Request>
Repeat each line of the material exactly.

Named-object pointing records:
*****

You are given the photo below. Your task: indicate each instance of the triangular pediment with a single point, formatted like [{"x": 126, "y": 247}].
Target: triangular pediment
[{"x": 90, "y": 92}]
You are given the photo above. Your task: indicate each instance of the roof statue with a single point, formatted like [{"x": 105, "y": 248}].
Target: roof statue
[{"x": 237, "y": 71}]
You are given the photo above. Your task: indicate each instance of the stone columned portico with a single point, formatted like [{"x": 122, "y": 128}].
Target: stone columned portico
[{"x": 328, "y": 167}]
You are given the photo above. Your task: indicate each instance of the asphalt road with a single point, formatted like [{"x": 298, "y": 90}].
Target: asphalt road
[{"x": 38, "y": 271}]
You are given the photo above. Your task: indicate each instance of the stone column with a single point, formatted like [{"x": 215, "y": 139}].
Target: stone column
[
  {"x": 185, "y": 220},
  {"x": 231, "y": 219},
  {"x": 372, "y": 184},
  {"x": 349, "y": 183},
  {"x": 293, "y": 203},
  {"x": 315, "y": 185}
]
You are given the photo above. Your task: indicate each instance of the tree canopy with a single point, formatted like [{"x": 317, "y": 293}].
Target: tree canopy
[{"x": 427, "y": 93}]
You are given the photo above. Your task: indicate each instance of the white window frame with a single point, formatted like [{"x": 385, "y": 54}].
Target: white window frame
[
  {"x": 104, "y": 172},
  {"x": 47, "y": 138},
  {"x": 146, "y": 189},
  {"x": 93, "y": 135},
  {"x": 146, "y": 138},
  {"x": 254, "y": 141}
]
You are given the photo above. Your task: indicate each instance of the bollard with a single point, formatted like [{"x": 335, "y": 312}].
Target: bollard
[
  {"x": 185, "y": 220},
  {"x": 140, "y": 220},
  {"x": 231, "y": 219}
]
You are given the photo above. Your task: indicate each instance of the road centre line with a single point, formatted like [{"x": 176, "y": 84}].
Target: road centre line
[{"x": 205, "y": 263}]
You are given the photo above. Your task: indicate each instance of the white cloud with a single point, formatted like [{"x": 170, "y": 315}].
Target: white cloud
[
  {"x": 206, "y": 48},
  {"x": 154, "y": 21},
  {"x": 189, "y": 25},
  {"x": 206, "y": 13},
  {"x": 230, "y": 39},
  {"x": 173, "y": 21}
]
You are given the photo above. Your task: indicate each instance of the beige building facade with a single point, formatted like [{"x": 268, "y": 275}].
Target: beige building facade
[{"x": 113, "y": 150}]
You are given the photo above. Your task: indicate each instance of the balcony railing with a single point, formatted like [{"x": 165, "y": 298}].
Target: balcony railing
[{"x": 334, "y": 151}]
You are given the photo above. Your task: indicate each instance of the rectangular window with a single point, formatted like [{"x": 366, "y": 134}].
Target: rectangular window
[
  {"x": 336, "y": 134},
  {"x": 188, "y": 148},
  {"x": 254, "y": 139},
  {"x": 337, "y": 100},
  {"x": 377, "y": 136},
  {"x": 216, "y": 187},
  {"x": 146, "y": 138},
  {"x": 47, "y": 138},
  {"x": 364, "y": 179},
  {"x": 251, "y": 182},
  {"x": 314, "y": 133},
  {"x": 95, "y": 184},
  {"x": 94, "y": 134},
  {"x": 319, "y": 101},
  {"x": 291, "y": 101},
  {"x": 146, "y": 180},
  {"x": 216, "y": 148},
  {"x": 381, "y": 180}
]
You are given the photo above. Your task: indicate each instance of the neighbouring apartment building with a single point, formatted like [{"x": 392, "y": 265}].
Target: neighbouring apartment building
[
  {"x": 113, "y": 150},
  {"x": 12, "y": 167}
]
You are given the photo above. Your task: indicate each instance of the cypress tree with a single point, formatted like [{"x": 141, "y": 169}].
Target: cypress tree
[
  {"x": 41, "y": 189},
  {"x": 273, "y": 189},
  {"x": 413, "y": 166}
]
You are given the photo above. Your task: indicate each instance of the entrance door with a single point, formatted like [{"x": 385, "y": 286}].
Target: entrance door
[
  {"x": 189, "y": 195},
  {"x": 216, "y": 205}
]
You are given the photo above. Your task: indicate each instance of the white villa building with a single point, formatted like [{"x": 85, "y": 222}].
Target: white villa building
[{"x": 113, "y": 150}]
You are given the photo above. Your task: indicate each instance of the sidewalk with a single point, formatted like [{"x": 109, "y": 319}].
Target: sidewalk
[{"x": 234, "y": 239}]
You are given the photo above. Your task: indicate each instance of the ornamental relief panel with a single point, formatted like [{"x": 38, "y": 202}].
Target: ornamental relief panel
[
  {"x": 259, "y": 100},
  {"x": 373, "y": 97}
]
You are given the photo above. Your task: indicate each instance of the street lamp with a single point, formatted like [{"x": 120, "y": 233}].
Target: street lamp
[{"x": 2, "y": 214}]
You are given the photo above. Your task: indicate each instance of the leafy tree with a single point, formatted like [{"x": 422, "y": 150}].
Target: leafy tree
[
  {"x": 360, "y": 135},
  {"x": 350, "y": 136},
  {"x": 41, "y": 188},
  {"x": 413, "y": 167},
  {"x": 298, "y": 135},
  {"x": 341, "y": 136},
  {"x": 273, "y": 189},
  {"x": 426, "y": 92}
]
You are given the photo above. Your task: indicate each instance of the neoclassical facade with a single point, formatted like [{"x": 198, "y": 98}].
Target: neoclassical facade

*****

Exercise response>
You are given the photo below. Your task: indicate each instance of the triangular pediment with a single point, formatted like [{"x": 126, "y": 247}].
Target: triangular pediment
[{"x": 90, "y": 92}]
You are given the photo above. Your task: indicate each instance of the roof statue with a single point, formatted like [{"x": 105, "y": 248}].
Target: roof statue
[{"x": 237, "y": 71}]
You are given the photo above. Your task: indicate each instance of the stone columned portico with a single point, formatted like [{"x": 122, "y": 128}].
Target: stone columned portico
[{"x": 328, "y": 167}]
You are given the photo above. Your task: indicate each instance of the asphalt road with a single point, formatted like [{"x": 298, "y": 90}].
Target: asphalt road
[{"x": 38, "y": 271}]
You are given the photo above. Your task: indicate each instance of the stone column with a single point, formatted like [{"x": 215, "y": 139}].
Target: stone column
[
  {"x": 185, "y": 220},
  {"x": 231, "y": 219},
  {"x": 372, "y": 184},
  {"x": 349, "y": 183},
  {"x": 293, "y": 203},
  {"x": 315, "y": 185}
]
You are given the photo above. Your task: indicate each instance of the tree canopy with a single point, formatted like [{"x": 317, "y": 293}].
Target: tree canopy
[{"x": 427, "y": 93}]
You are given the photo above. Your task: indicate each instance of the white window frame with a single point, formatted like [{"x": 385, "y": 54}].
Target: white window frame
[
  {"x": 104, "y": 172},
  {"x": 47, "y": 138},
  {"x": 146, "y": 189},
  {"x": 93, "y": 135},
  {"x": 146, "y": 138},
  {"x": 254, "y": 141}
]
You are given the photo above. Your task: indicate each instance of the bollard with a single point, formatted like [{"x": 335, "y": 312}].
Target: bollard
[
  {"x": 185, "y": 220},
  {"x": 140, "y": 220},
  {"x": 231, "y": 219}
]
You are given the photo above. Your task: indicate each instance of the road centre line with a single point, formatted like [{"x": 176, "y": 84}].
Target: road centre line
[{"x": 205, "y": 263}]
You are given the photo above. Your task: indicate each instance of the white cloud with a single point, formatted like [{"x": 170, "y": 315}].
Target: white cloud
[
  {"x": 206, "y": 48},
  {"x": 154, "y": 21},
  {"x": 189, "y": 25},
  {"x": 206, "y": 13},
  {"x": 230, "y": 39},
  {"x": 173, "y": 21}
]
You are given the photo above. Your task: indicate each instance of the beige building facade with a single point, formatted like [{"x": 268, "y": 275}].
Target: beige building facade
[{"x": 113, "y": 150}]
You are given the photo above. Your task: indicate each instance of the balcony railing with a single point, formatted like [{"x": 165, "y": 298}].
Target: balcony railing
[{"x": 334, "y": 151}]
You are given the photo above. Your task: indicate each instance of the rectangular window with a single point, formatted like [{"x": 366, "y": 134}].
Target: rectangular window
[
  {"x": 336, "y": 134},
  {"x": 188, "y": 148},
  {"x": 254, "y": 139},
  {"x": 337, "y": 100},
  {"x": 377, "y": 136},
  {"x": 216, "y": 187},
  {"x": 146, "y": 138},
  {"x": 47, "y": 138},
  {"x": 364, "y": 179},
  {"x": 251, "y": 182},
  {"x": 314, "y": 133},
  {"x": 95, "y": 184},
  {"x": 94, "y": 134},
  {"x": 319, "y": 101},
  {"x": 291, "y": 101},
  {"x": 146, "y": 180},
  {"x": 216, "y": 148},
  {"x": 381, "y": 180}
]
You are given the photo above. Your task: indicate each instance of the neighbouring apartment building with a single point, formatted like [{"x": 392, "y": 265}].
Target: neighbouring apartment building
[
  {"x": 113, "y": 150},
  {"x": 12, "y": 167}
]
You are given the photo above. Your task: indicate each instance of the cypress tree with a single point, formatted like [{"x": 141, "y": 169}].
Target: cypress tree
[
  {"x": 41, "y": 189},
  {"x": 273, "y": 189},
  {"x": 413, "y": 166}
]
You are given the photo above. Your task: indicate each instance of the entrance door with a single point, formatted like [{"x": 385, "y": 286}].
Target: entrance door
[
  {"x": 189, "y": 195},
  {"x": 216, "y": 205}
]
You are given the photo above. Your task: indicate each instance of the white villa building with a single point, formatted like [{"x": 85, "y": 222}].
Target: white villa building
[{"x": 113, "y": 150}]
You are given the photo above. Your task: indicate each instance of the sidewalk with a single point, formatted like [{"x": 109, "y": 319}].
Target: sidewalk
[{"x": 234, "y": 239}]
You are given the photo above. Your task: indicate each instance of the ornamental relief panel with a single point, formatted like [{"x": 38, "y": 202}].
Target: ornamental relief panel
[
  {"x": 259, "y": 100},
  {"x": 373, "y": 97}
]
You are given the photo above. Your task: indicate each instance of the street lamp with a single point, formatted like [{"x": 120, "y": 233}].
Target: street lamp
[{"x": 2, "y": 214}]
You are given the photo above. Your task: indicate each instance of the leafy tree with a single point, formatted like [{"x": 422, "y": 150}].
Target: leafy tree
[
  {"x": 360, "y": 135},
  {"x": 350, "y": 136},
  {"x": 41, "y": 188},
  {"x": 413, "y": 167},
  {"x": 298, "y": 135},
  {"x": 341, "y": 136},
  {"x": 273, "y": 189},
  {"x": 426, "y": 92}
]
You are given the photo above. Your task: indicate each instance of the neoclassical facade with a single point, formatted like [{"x": 198, "y": 98}].
Target: neoclassical facade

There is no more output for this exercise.